- WHAT IS NEEDED: Repeat the lines of the entries below verbatim, starting at the line that contains "Target: water reflection" and ending at the line that contains "x=274, y=177".

- AVAILABLE DATA:
_ _ _ _ _ _ _

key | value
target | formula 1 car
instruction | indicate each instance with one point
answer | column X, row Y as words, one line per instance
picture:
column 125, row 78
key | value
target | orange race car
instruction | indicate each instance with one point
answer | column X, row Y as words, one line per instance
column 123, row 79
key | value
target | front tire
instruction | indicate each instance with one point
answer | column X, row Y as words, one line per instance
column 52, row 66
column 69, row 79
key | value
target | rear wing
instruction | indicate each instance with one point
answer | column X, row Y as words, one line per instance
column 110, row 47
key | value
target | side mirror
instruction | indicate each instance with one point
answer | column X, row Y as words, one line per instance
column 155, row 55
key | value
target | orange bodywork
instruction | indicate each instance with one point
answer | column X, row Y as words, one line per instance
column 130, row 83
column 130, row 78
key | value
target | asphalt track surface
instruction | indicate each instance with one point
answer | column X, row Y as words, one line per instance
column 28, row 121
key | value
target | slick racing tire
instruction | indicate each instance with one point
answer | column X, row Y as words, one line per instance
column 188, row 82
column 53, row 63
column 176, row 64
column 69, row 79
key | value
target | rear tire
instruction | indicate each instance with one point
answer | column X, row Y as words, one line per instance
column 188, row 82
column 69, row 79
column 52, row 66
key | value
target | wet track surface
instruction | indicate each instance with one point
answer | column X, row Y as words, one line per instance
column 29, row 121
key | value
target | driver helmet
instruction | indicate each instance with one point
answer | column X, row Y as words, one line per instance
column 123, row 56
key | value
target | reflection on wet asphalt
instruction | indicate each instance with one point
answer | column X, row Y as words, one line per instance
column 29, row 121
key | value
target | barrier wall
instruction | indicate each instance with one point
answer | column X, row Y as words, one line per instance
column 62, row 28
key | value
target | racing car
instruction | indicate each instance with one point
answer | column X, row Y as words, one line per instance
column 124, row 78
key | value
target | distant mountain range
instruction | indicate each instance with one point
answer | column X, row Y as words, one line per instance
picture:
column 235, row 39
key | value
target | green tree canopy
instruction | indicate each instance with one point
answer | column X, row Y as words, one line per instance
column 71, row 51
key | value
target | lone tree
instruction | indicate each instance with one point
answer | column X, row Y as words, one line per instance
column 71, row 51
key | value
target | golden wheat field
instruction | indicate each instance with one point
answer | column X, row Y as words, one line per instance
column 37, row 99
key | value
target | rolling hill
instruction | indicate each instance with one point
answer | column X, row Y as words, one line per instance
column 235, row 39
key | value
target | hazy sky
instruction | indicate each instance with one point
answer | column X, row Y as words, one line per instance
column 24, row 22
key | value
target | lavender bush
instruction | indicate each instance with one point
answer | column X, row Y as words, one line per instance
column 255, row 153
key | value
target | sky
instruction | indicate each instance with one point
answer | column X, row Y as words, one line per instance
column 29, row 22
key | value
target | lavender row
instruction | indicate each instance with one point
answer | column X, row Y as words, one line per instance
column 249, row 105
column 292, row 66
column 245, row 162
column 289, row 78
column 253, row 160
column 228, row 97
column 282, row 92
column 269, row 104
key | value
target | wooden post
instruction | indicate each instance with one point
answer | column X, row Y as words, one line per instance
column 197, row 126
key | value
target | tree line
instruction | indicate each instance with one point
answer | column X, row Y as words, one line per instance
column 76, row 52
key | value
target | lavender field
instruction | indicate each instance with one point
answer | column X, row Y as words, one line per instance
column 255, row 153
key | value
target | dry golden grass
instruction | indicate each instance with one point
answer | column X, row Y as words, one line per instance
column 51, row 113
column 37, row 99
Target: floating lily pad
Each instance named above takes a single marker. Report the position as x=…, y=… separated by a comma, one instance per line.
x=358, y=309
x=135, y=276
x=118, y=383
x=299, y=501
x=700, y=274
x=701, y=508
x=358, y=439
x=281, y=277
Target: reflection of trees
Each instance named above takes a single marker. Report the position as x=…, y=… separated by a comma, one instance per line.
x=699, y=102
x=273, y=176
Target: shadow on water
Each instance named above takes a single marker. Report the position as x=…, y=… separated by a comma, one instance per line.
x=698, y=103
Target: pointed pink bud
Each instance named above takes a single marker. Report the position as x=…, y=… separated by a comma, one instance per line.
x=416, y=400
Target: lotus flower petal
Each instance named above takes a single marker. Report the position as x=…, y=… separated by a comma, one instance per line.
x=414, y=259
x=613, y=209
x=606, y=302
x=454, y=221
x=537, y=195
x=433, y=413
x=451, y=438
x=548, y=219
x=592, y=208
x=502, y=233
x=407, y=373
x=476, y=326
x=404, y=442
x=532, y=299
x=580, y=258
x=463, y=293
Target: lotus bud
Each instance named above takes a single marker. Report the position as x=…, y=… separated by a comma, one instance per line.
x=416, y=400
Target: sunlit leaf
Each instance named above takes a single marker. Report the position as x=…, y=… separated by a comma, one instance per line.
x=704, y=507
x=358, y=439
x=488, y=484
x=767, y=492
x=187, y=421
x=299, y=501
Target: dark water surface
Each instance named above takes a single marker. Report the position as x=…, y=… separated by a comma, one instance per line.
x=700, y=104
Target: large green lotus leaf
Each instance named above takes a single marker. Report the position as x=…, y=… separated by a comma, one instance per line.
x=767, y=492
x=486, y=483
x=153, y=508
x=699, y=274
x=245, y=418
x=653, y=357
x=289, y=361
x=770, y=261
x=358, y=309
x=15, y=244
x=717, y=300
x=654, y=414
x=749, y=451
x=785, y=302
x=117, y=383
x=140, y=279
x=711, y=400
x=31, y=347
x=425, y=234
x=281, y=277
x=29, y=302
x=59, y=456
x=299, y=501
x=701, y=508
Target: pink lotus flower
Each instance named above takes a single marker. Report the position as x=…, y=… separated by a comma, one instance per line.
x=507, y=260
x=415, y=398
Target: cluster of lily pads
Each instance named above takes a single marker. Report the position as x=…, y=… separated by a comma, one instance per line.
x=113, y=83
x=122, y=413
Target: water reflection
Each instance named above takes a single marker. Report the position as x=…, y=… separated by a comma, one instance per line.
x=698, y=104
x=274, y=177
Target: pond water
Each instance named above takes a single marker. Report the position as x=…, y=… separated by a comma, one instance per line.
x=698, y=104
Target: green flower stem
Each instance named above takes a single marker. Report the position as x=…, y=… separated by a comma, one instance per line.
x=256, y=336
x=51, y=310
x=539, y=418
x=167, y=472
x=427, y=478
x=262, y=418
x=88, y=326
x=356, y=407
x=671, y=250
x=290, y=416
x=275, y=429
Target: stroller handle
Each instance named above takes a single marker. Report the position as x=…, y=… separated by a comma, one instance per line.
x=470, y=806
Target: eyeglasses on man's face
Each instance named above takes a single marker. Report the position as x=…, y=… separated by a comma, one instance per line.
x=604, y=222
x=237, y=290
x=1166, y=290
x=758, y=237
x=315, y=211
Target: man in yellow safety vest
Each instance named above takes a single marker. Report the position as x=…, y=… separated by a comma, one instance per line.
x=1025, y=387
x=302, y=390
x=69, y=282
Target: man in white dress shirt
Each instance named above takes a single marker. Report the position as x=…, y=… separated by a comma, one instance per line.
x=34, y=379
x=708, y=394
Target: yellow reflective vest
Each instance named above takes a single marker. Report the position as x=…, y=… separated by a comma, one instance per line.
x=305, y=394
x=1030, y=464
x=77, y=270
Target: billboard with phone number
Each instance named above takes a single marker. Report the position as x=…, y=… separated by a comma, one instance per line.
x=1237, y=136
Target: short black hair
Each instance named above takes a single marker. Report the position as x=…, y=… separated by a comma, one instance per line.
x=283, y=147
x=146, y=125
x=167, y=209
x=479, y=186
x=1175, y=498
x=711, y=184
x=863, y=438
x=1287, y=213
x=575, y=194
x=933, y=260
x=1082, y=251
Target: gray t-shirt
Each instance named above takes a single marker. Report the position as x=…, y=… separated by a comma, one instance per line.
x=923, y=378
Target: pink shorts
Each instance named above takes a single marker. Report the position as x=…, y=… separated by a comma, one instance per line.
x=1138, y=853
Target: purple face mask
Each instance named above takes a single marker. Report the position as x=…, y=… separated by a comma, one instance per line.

_ _ _ _ _ _ _

- FULL OUTPUT:
Target: water reflection
Each instance named above takes a single marker. Report the position as x=…, y=… separated by a comma, one instance per line.
x=698, y=104
x=274, y=177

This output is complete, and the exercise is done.